» Exercises to complete:
A: Using the passage on supraglacial streams, answer these questions:
(i) What was the slope of the study area, given as mean ± standard deviation?
(ii) What percentage of the area within the flight footprint had below average solar radiation?
(iii) What does panel D of Figure 2 show?
B: Write the next part of the passage on supraglacial streams and shadows in UAV imagery, picking up after its last sentence.

» Selected text:
Start
Supraglacial streams and sediment were pervasive throughout the study area. Sediment seemed to consolidate into supraglacial floodplains and melt ponds similar to results found by Leidman et al. (2020). Smaller streams tended to have relatively more sediment versus larger and more highly incised channels. The slope for the study area was 16.9° ± 10.7° (mean ± standard deviation). This topography resulted in extensive dark shadows throughout the study area, especially along the banks of supraglacial streams (Figure 2C). The output solar radiation raster had a left skew with a mode of 351 WH/m⁻² and standard deviation of 60.9 WH/m⁻². Within the flight footprint, 40.3% of the area had below average solar radiation.

FIGURE 2

FIGURE 2. (A) Map of Greenland showing the location of UAV imagery collection shown as yellow star. (B) Orthomosaic UAV imagery before any shadow correction. The location of inset maps C-E is shown with a red rectangle and the location of the ground control points are shown with yellow dots. (C) Zoomed in imagery without any shadow correction. (D) Imagery corrected with a traditional C-correction method. (E) Imagery corrected with the area solar radiation based method.
End
» Extracted records:
Start
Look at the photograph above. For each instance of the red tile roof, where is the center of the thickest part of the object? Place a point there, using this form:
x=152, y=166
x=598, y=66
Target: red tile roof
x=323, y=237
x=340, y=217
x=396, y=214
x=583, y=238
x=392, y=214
End
» Responses to the exercise:
A:
(i) 16.9° ± 10.7°
(ii) 40.3%
(iii) Imagery corrected with a traditional C-correction method.

B:
The C-correction method resulted in some shadowed regions being overexposed with reflectance values shifted disproportionately towards more blue hues, i.e. blue-shifting (Figure 2D). Cast shadows remained dark after the correction which was particularly noticeable within stream channels. Additionally, the contrast of non-shadowed regions decreased and received a browner coloration relative to the original image. This was in contrast to the area solar radiation based shadow removal method which saw no such coloration change. A value of 2.1 was used for the k coefficient in order to maximize shadow correction while minimizing over-exposure (Supplementary Figures S1, S2). The resulting image displayed almost no overexposed areas or blue-shifting. It also removed cast shadows and maintained the coloration of illuminated areas (Figure 2E). As a result, features within the scene were much more easily identifiable than in the original and C-corrected images.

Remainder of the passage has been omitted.